前回の双発戦闘機の記事の続きです。
大型新人として皆の期待を一心に背負いデビューしたものの、大勝負の舞台で大失敗。期待外れの烙印を押され、失望と非難の眼差しで左遷の憂き目に。このまま退職するまで寂しい人生かと思いきや、新しく出来た職場で大活躍。再び脚光を浴びて主役に返り咲き、後輩たちも参入し苦戦するものの、なんとか定年まで頑張ったサラリーマン。そんなストーリーがぴったりに思える双発戦闘機たちの物語です。
「爆撃機に随行して敵陣深く侵攻し、迎撃に上がってきた敵機と戦い援護する」という任務で完全に失敗した双発戦闘機たちは、戦闘機としての任務を外され、戦闘爆撃機や偵察機、沿岸パトロールなどの任務に回されます。
新しい職場ではそれなりに活躍をしてみせます。しかし、それはもはや「戦闘機」ではありません。それでも戦闘機として生まれたからには何とか成功させてやりたいと思うのは技術者たちやパイロットたちの親心というもの。
そんな状況のなか、戦局が不利になるにしたがって皮肉にも思わぬ活躍の場が出てきました。それは夜の戦闘です。

• _課題の目的_:
双発戦闘機についての本文を読み、次の問いに答えよ。
(a) 双発戦闘機たちが完全に失敗した任務はどのようなものだったか。
(b) 戦闘機としての任務を外された後、双発戦闘機たちはどのような任務に回されたか。
(c) 戦局が不利になるにしたがって出てきた思わぬ活躍の場は何か。
本文の後に続く行は、本文の内容とは関係がない。

• _抽出情報_:

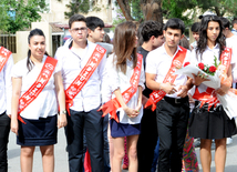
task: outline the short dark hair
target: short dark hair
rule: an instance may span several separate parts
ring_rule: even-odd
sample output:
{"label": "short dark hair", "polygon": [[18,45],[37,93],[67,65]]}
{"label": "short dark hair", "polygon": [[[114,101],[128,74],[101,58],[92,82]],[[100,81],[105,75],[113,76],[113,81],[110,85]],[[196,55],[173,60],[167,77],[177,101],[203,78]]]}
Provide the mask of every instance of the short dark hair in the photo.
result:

• _記述解答_:
(a) 爆撃機に随行して敵陣深く侵攻し、迎撃に上がってきた敵機と戦って援護する任務だった。
(b) 戦闘爆撃機や偵察機、沿岸パトロールなどの任務に回された。
(c) 夜の戦闘である。